▶ [取り組む作業]
**1.** 本文について、次の問いに答えよ。
(a) シンガポール・エクスチェンジ社は、平成20年初旬から何を検討していたとされているか。
(b) トラベルズー社と原告間の契約関係はどれくらいの期間だったとされているか。
(c) トラベルズー社の中途解約に伴う合意書は何年何月何日付けで締結されているか。
**2.** 記録のうち、「wing」という語を含む行をすべて挙げよ。

▶ [本文]
①「特別対策チームに係る人件費」については,各人が当該業務を実
施したこと,所要時間,算定基礎となる各人の報酬額の立証がない。
②「エリアセールスマネージャー等に係る人件費」については,各人
が当該業務を実施したこと,所要時間,1時間当たりの給与額の立証
がない。各拠点のエリアセールスマネージャーが,本件のために特別
な業務を実施したとは考えられない。
③逸失利益については,レンタルオフィス業においては,顧客は,短
期間の契約関係を想定しており,契約を更新せず,又は中途解約して
他の拠点に移転するケースも存在するから,原告の顧客が契約終了又
は中途解約したとしても,顧客の都合による可能性が高く,本件通知
行為によるものではない。仮に,顧客の都合ではなかったとしても,
顧客が,被告による本件通知とは無関係に原告の悪質な勧誘行為を知
ったり,劣悪なサービスに見切りをつけた可能性も少なくない。原告
は,契約終了又は中途解約の後も,他の顧客に貸すことが可能である
から,原告に損害は生じていないし,新たな顧客から得ているはずの
利益を無視しており,契約終了又は中途解約による売上への影響を明
らかにしていない。
シンガポール・エクスチェンジ社が,契約を再更新する意向を原告
担当者に内々に示していたことの立証がない上,同社は,平成20年
初旬から被告拠点への移転を検討していたから,上記意向を示す理由
もない。原告と同社間の契約関係は2年間程度であり,長期の信頼関
係が築けていたものではない。同社が行った更新拒絶も,契約内容に
従ったものであり,本件通知の6か月後に行われている。同社は,原
告のサービスに不満を感じ,慎重な検討の下,被告のサービスを評価
して,転居を決意したものである。
トラベルズー社と原告間の契約関係は2年足らずであり,長期の信
頼関係が築けていたものではない。契約の中途解約に伴う合意書は,
平成21年2月27日付けで締結されているが,違約金免除の交渉を
したのであれば,締結までに時間がかかったはずであり,本件通知が
届いた同月25日以降の時期と近接し過ぎている。同社は,被告に対
しても中途解約を予定した条項を設けるよう申し出ており,原告との
契約の中途解約もまた,同社の都合によるものである。同社は,リー
ジャスの他の拠点を新たに借りているから,実質的に原告に何らの損
害も生じていない。

▶ [使用する記録]
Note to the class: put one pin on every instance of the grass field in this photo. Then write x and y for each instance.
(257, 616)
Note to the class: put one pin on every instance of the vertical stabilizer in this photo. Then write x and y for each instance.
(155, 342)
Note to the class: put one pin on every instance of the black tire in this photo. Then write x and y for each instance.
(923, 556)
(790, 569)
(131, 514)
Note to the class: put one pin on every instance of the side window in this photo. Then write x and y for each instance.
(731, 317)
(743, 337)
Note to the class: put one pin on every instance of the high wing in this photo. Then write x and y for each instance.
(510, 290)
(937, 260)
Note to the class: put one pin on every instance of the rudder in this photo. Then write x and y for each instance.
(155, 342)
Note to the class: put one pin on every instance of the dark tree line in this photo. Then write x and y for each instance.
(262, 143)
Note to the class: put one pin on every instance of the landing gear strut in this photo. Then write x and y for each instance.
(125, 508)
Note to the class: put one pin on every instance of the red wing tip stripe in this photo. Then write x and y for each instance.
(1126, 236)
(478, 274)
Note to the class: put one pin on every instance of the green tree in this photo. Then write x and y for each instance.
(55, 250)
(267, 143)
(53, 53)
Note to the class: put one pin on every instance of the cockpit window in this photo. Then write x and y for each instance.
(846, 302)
==
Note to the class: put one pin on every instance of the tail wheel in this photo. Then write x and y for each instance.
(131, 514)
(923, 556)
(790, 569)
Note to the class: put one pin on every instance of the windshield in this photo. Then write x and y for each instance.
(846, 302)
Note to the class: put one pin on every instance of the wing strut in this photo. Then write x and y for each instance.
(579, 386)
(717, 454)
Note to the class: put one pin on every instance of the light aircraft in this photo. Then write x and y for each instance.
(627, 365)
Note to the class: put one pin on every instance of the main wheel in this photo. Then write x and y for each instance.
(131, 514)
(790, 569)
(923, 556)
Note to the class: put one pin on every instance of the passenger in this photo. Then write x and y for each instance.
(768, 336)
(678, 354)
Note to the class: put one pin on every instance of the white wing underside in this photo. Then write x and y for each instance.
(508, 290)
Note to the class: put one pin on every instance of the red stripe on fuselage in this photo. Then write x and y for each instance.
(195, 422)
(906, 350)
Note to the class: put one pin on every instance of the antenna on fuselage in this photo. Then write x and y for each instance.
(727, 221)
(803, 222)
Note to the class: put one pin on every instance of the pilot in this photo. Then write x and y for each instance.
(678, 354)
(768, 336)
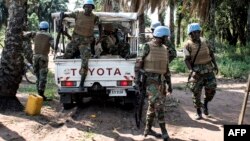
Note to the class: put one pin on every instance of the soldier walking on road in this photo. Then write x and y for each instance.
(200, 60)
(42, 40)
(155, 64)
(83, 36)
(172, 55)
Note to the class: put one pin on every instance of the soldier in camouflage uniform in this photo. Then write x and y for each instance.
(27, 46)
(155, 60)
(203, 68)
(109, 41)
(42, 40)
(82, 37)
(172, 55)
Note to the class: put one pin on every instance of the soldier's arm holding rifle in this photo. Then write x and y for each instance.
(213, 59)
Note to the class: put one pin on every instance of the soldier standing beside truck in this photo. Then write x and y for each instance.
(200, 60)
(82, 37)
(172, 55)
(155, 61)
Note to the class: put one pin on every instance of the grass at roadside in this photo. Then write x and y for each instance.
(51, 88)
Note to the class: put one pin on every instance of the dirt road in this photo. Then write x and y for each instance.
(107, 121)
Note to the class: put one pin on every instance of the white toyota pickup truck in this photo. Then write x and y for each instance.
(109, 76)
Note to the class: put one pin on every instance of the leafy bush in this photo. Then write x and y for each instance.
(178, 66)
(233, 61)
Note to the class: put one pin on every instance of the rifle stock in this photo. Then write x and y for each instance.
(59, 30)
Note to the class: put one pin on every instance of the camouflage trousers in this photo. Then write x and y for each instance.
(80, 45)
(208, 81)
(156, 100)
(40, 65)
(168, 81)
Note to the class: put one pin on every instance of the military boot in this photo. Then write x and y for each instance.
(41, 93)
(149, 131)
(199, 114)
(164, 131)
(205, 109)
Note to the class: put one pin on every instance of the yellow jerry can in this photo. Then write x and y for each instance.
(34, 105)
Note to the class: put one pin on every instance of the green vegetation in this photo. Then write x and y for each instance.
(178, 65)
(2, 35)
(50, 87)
==
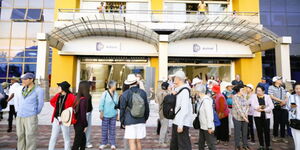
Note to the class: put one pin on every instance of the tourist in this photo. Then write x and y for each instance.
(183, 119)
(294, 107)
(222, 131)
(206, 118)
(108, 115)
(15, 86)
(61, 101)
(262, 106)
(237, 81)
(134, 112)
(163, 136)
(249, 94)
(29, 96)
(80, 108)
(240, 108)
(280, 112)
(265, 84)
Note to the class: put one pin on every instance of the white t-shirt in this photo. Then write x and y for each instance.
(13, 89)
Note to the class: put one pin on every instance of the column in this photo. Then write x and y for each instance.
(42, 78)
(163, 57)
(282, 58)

▶ [解答]
**1.**
(a) 被告拠点への移転
(b) 2年足らず
(c) 平成21年2月27日

**2.**
Note to the class: put one pin on every instance of the high wing in this photo. Then write x and y for each instance.
Note to the class: put one pin on every instance of the red wing tip stripe in this photo. Then write x and y for each instance.
Note to the class: put one pin on every instance of the wing strut in this photo. Then write x and y for each instance.
Note to the class: put one pin on every instance of the white wing underside in this photo. Then write x and y for each instance.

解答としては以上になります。